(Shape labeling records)
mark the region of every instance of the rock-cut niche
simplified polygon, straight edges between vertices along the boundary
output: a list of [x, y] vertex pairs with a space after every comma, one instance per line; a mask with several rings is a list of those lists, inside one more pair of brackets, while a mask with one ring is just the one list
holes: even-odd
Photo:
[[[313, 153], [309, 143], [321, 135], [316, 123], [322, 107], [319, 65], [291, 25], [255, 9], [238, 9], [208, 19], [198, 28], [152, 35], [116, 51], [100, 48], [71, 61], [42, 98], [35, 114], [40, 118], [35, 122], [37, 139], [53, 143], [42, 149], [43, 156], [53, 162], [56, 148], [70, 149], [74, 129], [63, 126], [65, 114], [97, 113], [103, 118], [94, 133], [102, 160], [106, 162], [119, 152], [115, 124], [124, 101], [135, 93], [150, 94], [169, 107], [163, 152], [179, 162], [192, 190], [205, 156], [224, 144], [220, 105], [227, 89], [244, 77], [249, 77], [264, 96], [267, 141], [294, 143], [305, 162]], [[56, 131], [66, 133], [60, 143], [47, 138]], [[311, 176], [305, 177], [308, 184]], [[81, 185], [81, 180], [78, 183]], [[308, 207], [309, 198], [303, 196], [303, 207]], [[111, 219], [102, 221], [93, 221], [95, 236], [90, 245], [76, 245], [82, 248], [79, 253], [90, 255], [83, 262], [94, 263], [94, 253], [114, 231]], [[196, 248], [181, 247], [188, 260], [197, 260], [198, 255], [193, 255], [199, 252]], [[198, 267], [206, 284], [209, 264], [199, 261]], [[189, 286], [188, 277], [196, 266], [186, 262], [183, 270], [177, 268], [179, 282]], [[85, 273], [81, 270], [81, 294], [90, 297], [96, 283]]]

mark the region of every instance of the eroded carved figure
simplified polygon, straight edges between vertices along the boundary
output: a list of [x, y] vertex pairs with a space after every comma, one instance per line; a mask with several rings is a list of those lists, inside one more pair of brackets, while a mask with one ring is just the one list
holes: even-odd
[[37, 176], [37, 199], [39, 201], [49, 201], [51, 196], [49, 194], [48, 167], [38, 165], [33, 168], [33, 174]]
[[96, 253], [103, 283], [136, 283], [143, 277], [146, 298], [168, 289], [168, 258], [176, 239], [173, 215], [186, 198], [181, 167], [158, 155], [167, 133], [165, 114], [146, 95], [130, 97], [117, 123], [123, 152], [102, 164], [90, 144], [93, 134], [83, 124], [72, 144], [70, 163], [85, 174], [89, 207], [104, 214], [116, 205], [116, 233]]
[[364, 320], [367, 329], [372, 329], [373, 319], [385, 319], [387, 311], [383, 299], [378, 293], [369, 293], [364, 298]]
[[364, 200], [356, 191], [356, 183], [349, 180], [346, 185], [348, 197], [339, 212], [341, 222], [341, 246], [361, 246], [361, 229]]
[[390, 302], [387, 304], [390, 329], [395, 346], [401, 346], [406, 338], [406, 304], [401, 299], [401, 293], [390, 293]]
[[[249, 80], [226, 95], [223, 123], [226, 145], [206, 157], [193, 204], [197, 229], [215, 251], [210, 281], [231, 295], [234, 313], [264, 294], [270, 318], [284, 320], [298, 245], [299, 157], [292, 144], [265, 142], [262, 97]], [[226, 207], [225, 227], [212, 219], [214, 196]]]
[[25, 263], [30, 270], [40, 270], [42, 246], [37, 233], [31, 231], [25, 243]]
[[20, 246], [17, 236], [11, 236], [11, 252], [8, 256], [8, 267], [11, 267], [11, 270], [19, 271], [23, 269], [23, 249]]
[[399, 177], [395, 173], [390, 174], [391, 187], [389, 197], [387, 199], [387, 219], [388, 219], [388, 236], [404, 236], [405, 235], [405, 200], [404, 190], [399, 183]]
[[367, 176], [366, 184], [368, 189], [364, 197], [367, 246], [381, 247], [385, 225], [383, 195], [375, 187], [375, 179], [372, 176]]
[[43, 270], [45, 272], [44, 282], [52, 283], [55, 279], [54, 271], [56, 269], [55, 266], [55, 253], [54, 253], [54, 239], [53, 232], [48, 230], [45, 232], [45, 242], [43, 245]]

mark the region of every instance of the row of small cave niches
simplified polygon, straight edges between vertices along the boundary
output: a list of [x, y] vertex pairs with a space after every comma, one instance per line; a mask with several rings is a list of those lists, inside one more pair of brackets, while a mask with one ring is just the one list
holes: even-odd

■ SHORT EXERCISE ■
Lay out the stretch of the material from the line containing "mark the region of every instance of the row" through the end as a Markdown table with the columns "Row" and "Text", skipping blank lines.

■ OUTPUT OF THE EXERCISE ■
| Row | Text |
|---|---|
| 1 | mark the region of every instance of the row of small cave niches |
| 2 | simplified polygon, straight edges between vertices along the boundary |
| 3 | output: a list of [x, y] vertex pairs with a space after every comma, one instance per line; a mask with several rings is a list of those lists, inside one more pair of brackets, while a mask with one ring is just the one list |
| 4 | holes: even-odd |